→ REQUIREMENTS:
1) In the LD Vote Predict post, what was Romney's projected share of the Latino vote in the first and second weeks of the tracker?
2) Please copy the LD Vote Predict post word for word, from "In our approach" up to and including "of the tracker.".

Introducing LD Vote Predict

This is the second of two posts introducing new models that Latino Decisions will use in predicting Latino voter turnout along with the choice of candidate by those voters who do turn out to vote. In a previous post, we laid out a strategy for estimating Latino voter turnout. Here, we introduce and briefly explain our proprietary LD Vote Predict model, which allows us to estimate the proportion of Latino voters who will cast votes for each of the two Presidential candidates in major parties.

In our approach to estimating Latino vote choice in the upcoming presidential election, we take into account sources of uncertainty typically left unaddressed in major polls. This post will discuss our strategy for predicting Latino vote choice, which takes advantage of the impreMedia/Latino Decisions tracking poll to account for the impact of changes in the campaign. Our most recent estimate reveals that the Republican National Convention may have helped generate a slight bump for Romney, as his projected share of the Latino vote increased from 26.5% to 30% from the first to second week of the tracker.

Missing data plague all such surveys, and, while credible polling firms work to minimize this “missingness” at the survey design stage and mitigate its effects through adjustments for nonresponse, other sorts of uncertainty are more or less ignored as a rule. In particular:

  • The population of interest is unclear ahead of time, since the set of those who will actually cast votes is hidden, not known with certainty even to the potential voters themselves.
  • A not insignificant number of potential voters will at least claim to be undecided when surveyed.

With respect to the first of these issues associated with missing data, a distinction is usually drawn between registered voters and likely voters. In order to approximate the obscured target population of actual voters, the dominant approach is to consider stated preferences only among those considered likely to vote. The details used in identifying this group vary from pollster to pollster, but conventional wisdom would have us drop unlikely voters from consideration altogether. As pointed out in our previous post on predicting voter turnout, the conventional approach threatens to bias resulting estimates whenever the set of registered voters less likely to vote is large (typically around 40-50% of registered voters are eliminated from consideration) and when these less likely voters express much different preferences. This is especially problematic if, as in 2008, there is higher than expected turnout among those deemed not especially likely to vote.

→ DATA:

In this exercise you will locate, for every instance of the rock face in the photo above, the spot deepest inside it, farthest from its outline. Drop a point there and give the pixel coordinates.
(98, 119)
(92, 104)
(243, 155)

→ THE RESULTS:
1) It increased from 26.5% to 30%.

2)
In our approach to estimating Latino vote choice in the upcoming presidential election, we take into account sources of uncertainty typically left unaddressed in major polls. This post will discuss our strategy for predicting Latino vote choice, which takes advantage of the impreMedia/Latino Decisions tracking poll to account for the impact of changes in the campaign. Our most recent estimate reveals that the Republican National Convention may have helped generate a slight bump for Romney, as his projected share of the Latino vote increased from 26.5% to 30% from the first to second week of the tracker.